* START SUPPLIED INFORMATION *
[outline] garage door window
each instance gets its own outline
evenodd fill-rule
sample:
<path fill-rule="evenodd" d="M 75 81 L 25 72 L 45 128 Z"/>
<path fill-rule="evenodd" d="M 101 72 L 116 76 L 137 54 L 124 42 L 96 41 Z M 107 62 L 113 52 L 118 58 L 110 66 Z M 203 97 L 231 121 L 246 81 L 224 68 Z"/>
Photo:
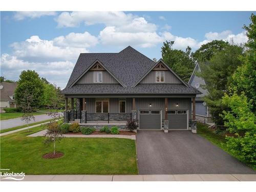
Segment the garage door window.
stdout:
<path fill-rule="evenodd" d="M 150 111 L 140 111 L 140 114 L 149 114 Z"/>
<path fill-rule="evenodd" d="M 182 110 L 182 111 L 177 111 L 177 114 L 186 114 L 186 111 L 185 110 Z"/>
<path fill-rule="evenodd" d="M 176 111 L 174 111 L 174 111 L 167 111 L 167 114 L 176 114 Z"/>
<path fill-rule="evenodd" d="M 152 114 L 160 114 L 160 111 L 151 111 Z"/>

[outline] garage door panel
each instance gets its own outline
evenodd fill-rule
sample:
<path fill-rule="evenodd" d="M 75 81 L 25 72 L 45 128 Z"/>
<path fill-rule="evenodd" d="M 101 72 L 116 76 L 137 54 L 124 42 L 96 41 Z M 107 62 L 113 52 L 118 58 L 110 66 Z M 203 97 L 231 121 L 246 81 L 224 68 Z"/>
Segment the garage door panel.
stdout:
<path fill-rule="evenodd" d="M 185 130 L 187 129 L 187 114 L 168 114 L 169 130 Z"/>
<path fill-rule="evenodd" d="M 143 114 L 140 113 L 140 130 L 160 130 L 161 114 Z"/>

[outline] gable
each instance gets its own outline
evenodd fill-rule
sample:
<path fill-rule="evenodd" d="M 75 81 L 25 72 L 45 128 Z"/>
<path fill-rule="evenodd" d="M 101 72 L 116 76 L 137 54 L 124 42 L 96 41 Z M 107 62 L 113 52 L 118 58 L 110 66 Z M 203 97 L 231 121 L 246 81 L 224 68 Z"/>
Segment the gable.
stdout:
<path fill-rule="evenodd" d="M 156 73 L 158 71 L 164 72 L 164 82 L 156 82 Z M 161 59 L 133 87 L 135 87 L 138 83 L 183 84 L 187 87 L 188 87 Z"/>
<path fill-rule="evenodd" d="M 156 72 L 157 70 L 153 69 L 140 82 L 140 83 L 159 83 L 156 82 Z M 180 80 L 178 79 L 170 71 L 167 70 L 160 70 L 164 71 L 164 82 L 162 83 L 169 84 L 182 84 Z"/>
<path fill-rule="evenodd" d="M 93 84 L 94 82 L 94 73 L 95 71 L 102 72 L 102 82 L 100 83 L 118 83 L 119 82 L 106 70 L 91 70 L 88 71 L 83 75 L 76 84 Z"/>

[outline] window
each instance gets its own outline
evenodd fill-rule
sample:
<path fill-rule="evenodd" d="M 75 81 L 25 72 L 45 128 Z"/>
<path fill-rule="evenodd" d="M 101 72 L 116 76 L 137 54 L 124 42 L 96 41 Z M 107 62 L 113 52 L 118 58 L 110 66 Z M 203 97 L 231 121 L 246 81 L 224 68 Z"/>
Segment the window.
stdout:
<path fill-rule="evenodd" d="M 175 114 L 176 113 L 176 111 L 167 111 L 167 114 Z"/>
<path fill-rule="evenodd" d="M 152 114 L 160 114 L 160 111 L 151 111 Z"/>
<path fill-rule="evenodd" d="M 164 71 L 156 71 L 156 82 L 164 82 Z"/>
<path fill-rule="evenodd" d="M 109 113 L 109 101 L 96 101 L 96 113 Z"/>
<path fill-rule="evenodd" d="M 182 111 L 177 111 L 177 114 L 186 114 L 186 111 L 182 110 Z"/>
<path fill-rule="evenodd" d="M 119 101 L 119 113 L 125 113 L 125 101 Z"/>
<path fill-rule="evenodd" d="M 140 114 L 149 114 L 150 111 L 140 111 Z"/>
<path fill-rule="evenodd" d="M 102 82 L 102 72 L 95 71 L 94 73 L 94 82 Z"/>

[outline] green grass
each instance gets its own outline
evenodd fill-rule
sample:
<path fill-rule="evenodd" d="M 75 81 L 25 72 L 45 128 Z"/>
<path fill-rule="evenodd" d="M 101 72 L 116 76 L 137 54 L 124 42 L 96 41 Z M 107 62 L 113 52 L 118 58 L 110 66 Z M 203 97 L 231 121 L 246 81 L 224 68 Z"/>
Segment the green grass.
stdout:
<path fill-rule="evenodd" d="M 61 112 L 65 110 L 53 110 L 53 109 L 39 109 L 37 111 L 46 112 Z"/>
<path fill-rule="evenodd" d="M 135 141 L 119 138 L 65 138 L 56 143 L 58 159 L 45 159 L 53 151 L 43 137 L 27 135 L 46 125 L 2 136 L 1 168 L 26 174 L 137 174 Z"/>
<path fill-rule="evenodd" d="M 52 119 L 47 119 L 47 120 L 45 120 L 44 121 L 35 122 L 34 123 L 30 123 L 30 124 L 29 124 L 29 126 L 32 126 L 32 125 L 36 125 L 36 124 L 37 124 L 45 123 L 46 122 L 50 121 Z M 11 131 L 18 130 L 19 129 L 22 129 L 22 128 L 26 127 L 27 127 L 27 125 L 26 124 L 25 124 L 25 125 L 23 125 L 14 126 L 14 127 L 11 127 L 11 128 L 6 129 L 5 130 L 1 130 L 0 131 L 0 133 L 5 133 L 5 132 L 8 132 Z"/>
<path fill-rule="evenodd" d="M 238 157 L 234 156 L 229 151 L 228 149 L 226 147 L 226 145 L 225 144 L 225 143 L 226 143 L 226 140 L 225 139 L 225 136 L 224 135 L 219 135 L 214 133 L 208 128 L 208 125 L 204 124 L 198 122 L 197 125 L 197 133 L 199 135 L 201 135 L 202 137 L 204 137 L 208 141 L 217 145 L 218 147 L 222 149 L 222 150 L 229 154 L 230 155 L 240 160 Z M 255 166 L 255 165 L 248 163 L 246 164 L 256 171 L 256 166 Z"/>
<path fill-rule="evenodd" d="M 32 113 L 34 115 L 45 114 L 45 112 L 34 112 Z M 0 120 L 7 120 L 14 119 L 15 118 L 21 117 L 23 113 L 13 112 L 13 113 L 1 113 L 0 114 Z"/>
* END SUPPLIED INFORMATION *
Update the entries by replacing every occurrence of "instance" with "object" and leaving everything else unchanged. Omit the pictures from your answer.

[outline] garage door window
each object gets its own outline
evenodd fill-rule
sample:
<path fill-rule="evenodd" d="M 75 81 L 25 72 L 45 128 Z"/>
<path fill-rule="evenodd" d="M 101 72 L 116 76 L 137 54 L 124 42 L 96 41 Z M 107 62 L 113 52 L 118 58 L 110 66 Z M 203 97 L 231 121 L 246 81 L 224 68 Z"/>
Photo:
Segment the garage door window.
stdout:
<path fill-rule="evenodd" d="M 150 111 L 140 111 L 140 114 L 149 114 Z"/>
<path fill-rule="evenodd" d="M 182 110 L 182 111 L 177 111 L 177 114 L 186 114 L 186 111 L 185 110 Z"/>
<path fill-rule="evenodd" d="M 176 111 L 174 111 L 174 111 L 167 111 L 167 114 L 176 114 Z"/>
<path fill-rule="evenodd" d="M 152 114 L 160 114 L 160 111 L 151 111 Z"/>

[outline] garage door panel
each object gets its own outline
evenodd fill-rule
sample:
<path fill-rule="evenodd" d="M 75 81 L 25 72 L 45 128 Z"/>
<path fill-rule="evenodd" d="M 101 72 L 116 76 L 137 54 L 124 42 L 96 41 Z M 107 62 L 113 52 L 118 58 L 110 66 Z M 203 97 L 231 121 L 246 81 L 224 68 Z"/>
Segment the garage door panel.
stdout:
<path fill-rule="evenodd" d="M 185 130 L 187 129 L 187 114 L 168 114 L 169 130 Z"/>
<path fill-rule="evenodd" d="M 143 114 L 140 113 L 140 130 L 160 130 L 161 114 Z"/>

[outline] gable
each object gets its own outline
evenodd fill-rule
sample:
<path fill-rule="evenodd" d="M 75 81 L 25 72 L 45 128 Z"/>
<path fill-rule="evenodd" d="M 101 72 L 116 76 L 137 54 L 124 42 L 96 41 Z M 107 62 L 113 52 L 118 58 L 110 66 Z M 203 97 L 231 121 L 246 81 L 224 68 Z"/>
Segment the gable.
stdout:
<path fill-rule="evenodd" d="M 156 73 L 158 71 L 164 72 L 164 82 L 156 82 Z M 161 59 L 133 87 L 135 87 L 138 83 L 183 84 L 187 87 L 188 87 Z"/>
<path fill-rule="evenodd" d="M 156 72 L 157 70 L 153 69 L 140 82 L 140 83 L 159 83 L 156 82 Z M 180 80 L 178 79 L 170 71 L 167 70 L 160 70 L 164 71 L 164 82 L 162 83 L 169 84 L 182 84 Z"/>
<path fill-rule="evenodd" d="M 93 84 L 94 82 L 94 73 L 95 71 L 102 72 L 102 82 L 100 83 L 118 83 L 119 82 L 106 70 L 91 70 L 88 71 L 83 75 L 76 84 Z"/>

[outline] window
each object gets its own outline
evenodd fill-rule
sample:
<path fill-rule="evenodd" d="M 75 81 L 25 72 L 45 128 Z"/>
<path fill-rule="evenodd" d="M 101 72 L 116 76 L 137 54 L 124 42 L 96 41 Z M 107 62 L 113 52 L 118 58 L 110 66 Z M 203 97 L 231 121 L 246 81 L 224 68 Z"/>
Segment the window.
stdout:
<path fill-rule="evenodd" d="M 175 114 L 176 113 L 176 111 L 167 111 L 167 114 Z"/>
<path fill-rule="evenodd" d="M 152 114 L 160 114 L 160 111 L 151 111 Z"/>
<path fill-rule="evenodd" d="M 164 71 L 156 71 L 156 82 L 164 82 Z"/>
<path fill-rule="evenodd" d="M 109 113 L 109 101 L 96 101 L 96 113 Z"/>
<path fill-rule="evenodd" d="M 182 111 L 177 111 L 177 114 L 186 114 L 186 111 L 182 110 Z"/>
<path fill-rule="evenodd" d="M 119 101 L 119 113 L 125 113 L 125 101 Z"/>
<path fill-rule="evenodd" d="M 140 114 L 149 114 L 150 111 L 140 111 Z"/>
<path fill-rule="evenodd" d="M 102 82 L 102 72 L 95 71 L 94 73 L 94 82 Z"/>

[outline] green grass
each object gets its own outline
evenodd fill-rule
sample:
<path fill-rule="evenodd" d="M 75 81 L 25 72 L 45 128 Z"/>
<path fill-rule="evenodd" d="M 101 72 L 116 76 L 137 54 L 124 42 L 96 41 Z M 107 62 L 113 52 L 118 58 L 110 66 Z M 203 97 L 231 121 L 246 81 L 224 68 Z"/>
Segment the green grass.
stdout:
<path fill-rule="evenodd" d="M 61 112 L 65 110 L 53 110 L 53 109 L 39 109 L 37 111 L 46 112 Z"/>
<path fill-rule="evenodd" d="M 135 141 L 119 138 L 65 138 L 56 143 L 58 159 L 45 159 L 53 151 L 43 137 L 27 135 L 46 125 L 2 136 L 1 168 L 26 174 L 137 174 Z"/>
<path fill-rule="evenodd" d="M 52 119 L 47 119 L 47 120 L 45 120 L 44 121 L 35 122 L 34 123 L 30 123 L 30 124 L 29 124 L 29 126 L 32 126 L 32 125 L 36 125 L 36 124 L 37 124 L 45 123 L 46 122 L 50 121 Z M 11 131 L 18 130 L 19 129 L 22 129 L 22 128 L 26 127 L 27 127 L 27 125 L 26 124 L 25 124 L 25 125 L 23 125 L 14 126 L 14 127 L 11 127 L 11 128 L 6 129 L 5 130 L 1 130 L 0 131 L 0 133 L 5 133 L 5 132 L 8 132 Z"/>
<path fill-rule="evenodd" d="M 238 157 L 234 156 L 229 151 L 228 149 L 226 147 L 226 145 L 225 144 L 225 143 L 226 143 L 226 140 L 225 139 L 225 136 L 224 135 L 219 135 L 214 133 L 208 128 L 208 125 L 204 124 L 198 122 L 197 125 L 197 133 L 199 135 L 201 135 L 202 137 L 204 137 L 208 141 L 217 145 L 218 147 L 222 149 L 222 150 L 229 154 L 230 155 L 240 160 Z M 255 166 L 255 165 L 248 163 L 246 164 L 256 171 L 256 166 Z"/>
<path fill-rule="evenodd" d="M 32 113 L 34 115 L 45 114 L 45 112 L 34 112 Z M 0 120 L 7 120 L 14 119 L 15 118 L 21 117 L 23 113 L 13 112 L 13 113 L 1 113 L 0 114 Z"/>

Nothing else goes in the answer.